--- Source data Enclosed Below ---

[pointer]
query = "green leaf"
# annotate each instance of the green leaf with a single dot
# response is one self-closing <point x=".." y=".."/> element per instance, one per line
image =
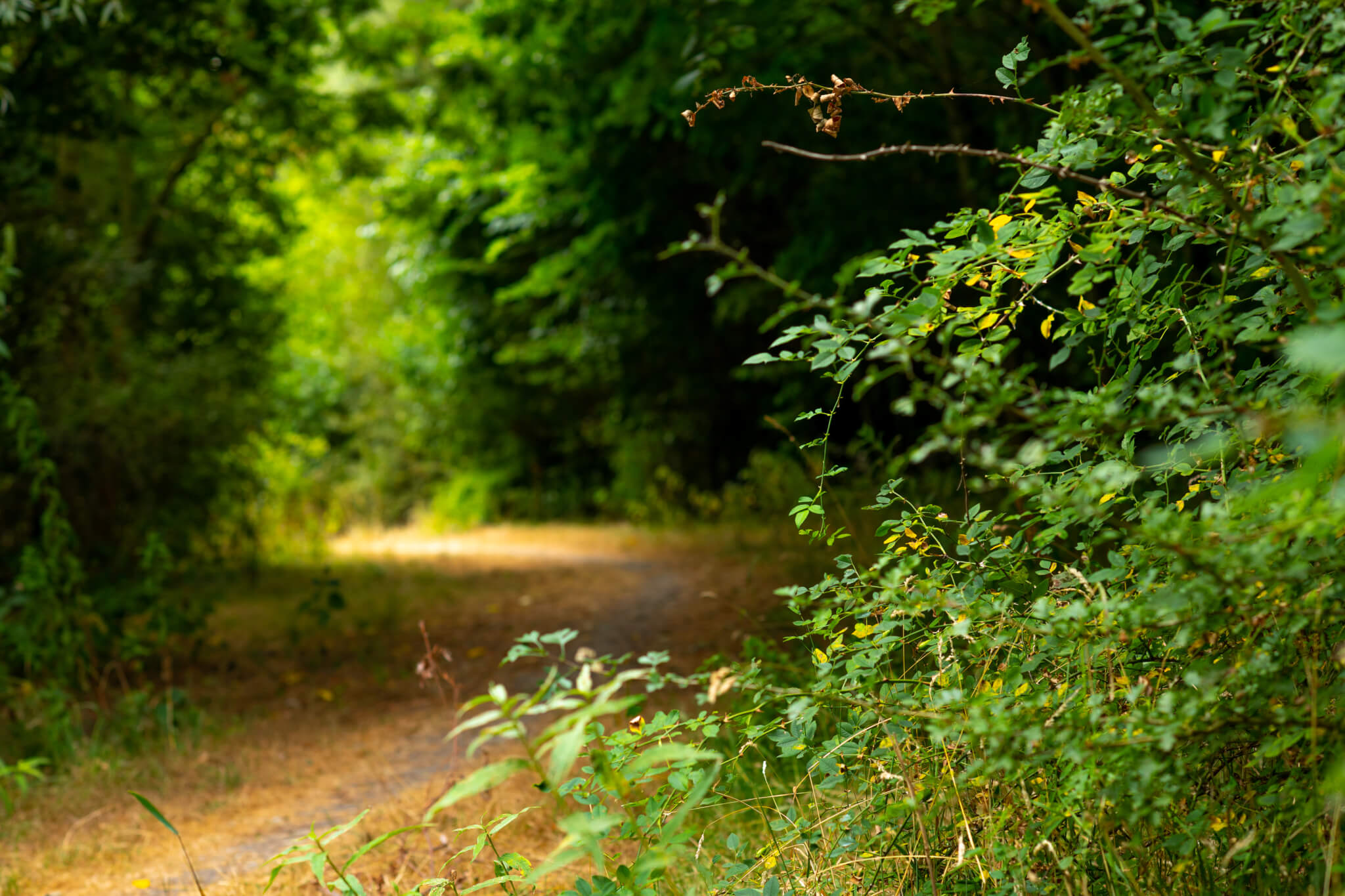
<point x="154" y="811"/>
<point x="1319" y="350"/>
<point x="478" y="782"/>
<point x="378" y="842"/>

--- End of Enclosed Source data ---

## What needs to be done
All entries should be restated word for word; no images belong in the copy.

## Exercise output
[pointer]
query = "green leaf"
# annotate each instance of the green leaf with a single dot
# response is one self-closing <point x=".." y=".."/> element per instance, one per line
image =
<point x="154" y="811"/>
<point x="1319" y="350"/>
<point x="478" y="782"/>
<point x="378" y="842"/>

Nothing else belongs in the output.